_Your instructions_
Print the data once more, exactly as supplied.

_Entries supplied_
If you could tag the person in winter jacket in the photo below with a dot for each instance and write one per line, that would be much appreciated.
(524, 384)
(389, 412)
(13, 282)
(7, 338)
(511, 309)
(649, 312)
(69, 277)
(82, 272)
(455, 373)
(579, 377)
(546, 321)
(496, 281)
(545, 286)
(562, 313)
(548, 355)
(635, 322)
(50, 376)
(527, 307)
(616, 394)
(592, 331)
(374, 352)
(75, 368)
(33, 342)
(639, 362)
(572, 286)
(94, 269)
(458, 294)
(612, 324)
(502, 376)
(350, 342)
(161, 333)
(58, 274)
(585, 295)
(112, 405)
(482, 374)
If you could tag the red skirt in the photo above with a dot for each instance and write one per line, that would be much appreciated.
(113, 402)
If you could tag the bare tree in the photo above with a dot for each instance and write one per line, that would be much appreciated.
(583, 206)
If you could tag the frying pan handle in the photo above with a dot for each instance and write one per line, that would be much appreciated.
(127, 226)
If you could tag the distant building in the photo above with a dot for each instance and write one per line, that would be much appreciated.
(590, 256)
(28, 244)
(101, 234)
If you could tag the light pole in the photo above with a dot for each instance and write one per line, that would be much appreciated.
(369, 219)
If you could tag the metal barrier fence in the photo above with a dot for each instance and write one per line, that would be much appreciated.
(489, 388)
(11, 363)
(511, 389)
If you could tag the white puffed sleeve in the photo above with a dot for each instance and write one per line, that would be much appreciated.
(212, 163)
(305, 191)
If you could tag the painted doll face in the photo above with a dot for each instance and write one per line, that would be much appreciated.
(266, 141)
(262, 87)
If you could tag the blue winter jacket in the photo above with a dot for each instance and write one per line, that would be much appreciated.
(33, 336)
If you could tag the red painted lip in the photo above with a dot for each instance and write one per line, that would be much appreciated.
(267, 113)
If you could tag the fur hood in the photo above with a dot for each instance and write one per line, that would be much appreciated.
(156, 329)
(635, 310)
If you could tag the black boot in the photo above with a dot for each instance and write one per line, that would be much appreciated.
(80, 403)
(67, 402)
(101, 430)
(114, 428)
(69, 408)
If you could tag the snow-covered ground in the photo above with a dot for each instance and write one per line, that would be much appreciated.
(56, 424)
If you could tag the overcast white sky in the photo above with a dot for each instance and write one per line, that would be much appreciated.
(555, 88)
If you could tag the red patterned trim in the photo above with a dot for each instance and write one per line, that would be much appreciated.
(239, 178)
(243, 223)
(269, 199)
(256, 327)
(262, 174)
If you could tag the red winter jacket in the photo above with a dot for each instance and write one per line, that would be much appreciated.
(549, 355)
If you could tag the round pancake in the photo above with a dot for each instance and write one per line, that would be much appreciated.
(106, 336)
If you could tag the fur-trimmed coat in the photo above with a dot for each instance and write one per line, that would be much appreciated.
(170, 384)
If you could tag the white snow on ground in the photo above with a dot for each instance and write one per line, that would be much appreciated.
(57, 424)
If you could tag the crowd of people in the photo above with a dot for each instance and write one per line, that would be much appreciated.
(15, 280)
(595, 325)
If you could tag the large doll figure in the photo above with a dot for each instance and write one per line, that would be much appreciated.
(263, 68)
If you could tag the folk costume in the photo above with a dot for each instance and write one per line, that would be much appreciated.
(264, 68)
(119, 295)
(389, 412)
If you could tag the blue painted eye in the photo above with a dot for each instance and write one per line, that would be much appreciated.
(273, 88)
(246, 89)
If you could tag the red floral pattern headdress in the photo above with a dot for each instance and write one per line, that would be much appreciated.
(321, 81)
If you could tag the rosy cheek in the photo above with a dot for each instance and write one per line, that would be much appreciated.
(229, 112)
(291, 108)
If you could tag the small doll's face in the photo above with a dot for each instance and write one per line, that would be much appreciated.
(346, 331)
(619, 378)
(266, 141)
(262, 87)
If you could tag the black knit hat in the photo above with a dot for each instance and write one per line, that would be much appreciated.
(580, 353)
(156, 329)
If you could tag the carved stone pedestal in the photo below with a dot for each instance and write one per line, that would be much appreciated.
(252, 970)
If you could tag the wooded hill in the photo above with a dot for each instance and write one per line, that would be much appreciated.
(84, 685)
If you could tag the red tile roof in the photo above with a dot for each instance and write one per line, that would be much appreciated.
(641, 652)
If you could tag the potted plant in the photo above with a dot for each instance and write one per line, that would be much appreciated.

_Finished task_
If you could tag the person in winter jacket in the photo below with a dot for each instance and write one per line, that would be much appreciated.
(524, 384)
(389, 412)
(13, 282)
(7, 338)
(511, 309)
(649, 312)
(69, 277)
(82, 272)
(455, 373)
(579, 377)
(546, 321)
(496, 281)
(545, 286)
(562, 313)
(548, 355)
(635, 322)
(50, 376)
(527, 307)
(616, 394)
(592, 331)
(374, 352)
(75, 368)
(33, 342)
(639, 362)
(572, 286)
(94, 269)
(458, 294)
(612, 324)
(502, 376)
(350, 342)
(161, 333)
(58, 274)
(585, 295)
(112, 405)
(482, 374)
If you could tag the red skirt in the photo above with a dot for each instance and write one per line, that would be much appreciated.
(113, 402)
If you could tag the bare tree in the photo above with a dot for each instance and write one per line, that would be much appreciated.
(583, 206)
If you could tag the frying pan handle in the photo above with a dot for each instance and write one per line, that would be much appreciated.
(127, 226)
If you could tag the distant building in the photo above with a dot for each instance and write one per line, that would be much appreciated.
(590, 256)
(28, 244)
(101, 234)
If you could tag the light pole in the photo above with a dot for each instance and write one per line, that would be much appreciated.
(369, 219)
If you could tag the metal barrier fence in the photo above with a dot for each instance and write one per line, that would be much appreciated.
(489, 388)
(11, 363)
(511, 389)
If you could tag the white puffed sleeve in the photo above with a dot for each instance and write one per line, that would be much appreciated.
(212, 163)
(305, 191)
If you could tag the painted doll face in the photo above with a dot for each instance and write one per line, that would be much appreciated.
(266, 141)
(262, 87)
If you could tag the blue winter jacket in the photo above with a dot for each instance and write one per line, that would be much appreciated.
(33, 336)
If you could tag the red painted lip in the photo above with a dot for each instance and write one per line, that would be much appreciated.
(267, 113)
If you could tag the fur hood in the photo above with a dot for each instance and write one per line, that would be much appreciated.
(156, 329)
(635, 310)
If you could tag the black boot in the photo above with a dot for each instance and write one per line, that would be much appreciated.
(80, 403)
(67, 402)
(101, 430)
(114, 428)
(69, 408)
If you could tag the snow-covered ground in the photo above with a dot for each instance and write one per line, that would be much appreciated.
(56, 424)
If you could tag the overcast white sky in the photo above with a dot for each instance and write one per line, that would be much appreciated.
(555, 88)
If you could tag the red patterned trim in the photo above with a dot for each instance and write one per line, that would be much appreciated.
(239, 178)
(243, 223)
(269, 199)
(256, 327)
(262, 174)
If you could tag the red winter jacket in the photo above with a dot for each instance and write one per line, that would be much appreciated.
(549, 355)
If you could tag the round pancake in the photo above with a dot for each instance and write one per line, that would be much appreciated.
(106, 336)
If you could tag the fur-trimmed coat in the photo above with a dot for each instance and write one per line, that would be much appreciated.
(170, 384)
If you could tag the white snow on ground in the photo above with a dot for each instance and write one per line, that would be much appreciated.
(57, 424)
If you could tag the crowd of people in the photo above with a dot for each instance and write one per line, that would be much appreciated.
(15, 280)
(595, 325)
If you could tag the large doll figure in the photo above with a dot for each instance and write one per line, that would be much appreciated.
(263, 68)
If you could tag the folk costume in the photo above with a dot for each instance and write one per line, that would be much appreciated.
(264, 68)
(119, 295)
(389, 412)
If you could tag the blue painted eye in the photo above with a dot for each instance and write one per line, that would be much appreciated.
(273, 88)
(246, 89)
If you could tag the red floral pattern headdress in the photo above with a dot for each instance and write one per line, that would be much appreciated.
(321, 81)
If you could tag the rosy cheek in the photo above with a dot for each instance and write one per line, that would be much appreciated.
(229, 112)
(291, 108)
If you could tag the small doll's face in the photo above with a dot for each instance and write one per line, that would be much appreciated.
(346, 331)
(619, 378)
(266, 141)
(262, 87)
If you could tag the black knit hat in the photo above with a dot for each instance and write one per line, that would be much appreciated.
(580, 353)
(156, 329)
If you could tag the carved stone pedestal in the photo below with a dot for each instance and write one per line, that would be much appreciated.
(252, 970)
If you could tag the wooded hill in the photo above with a dot for each instance and write one per line, that would be much appreciated.
(84, 685)
If you could tag the red tile roof in the photo above with a dot for each instance and write one per line, that would be much appreciated.
(641, 652)
If you could tag the potted plant in the photo above with a dot for each instance and write one per line, that would be much appreciated.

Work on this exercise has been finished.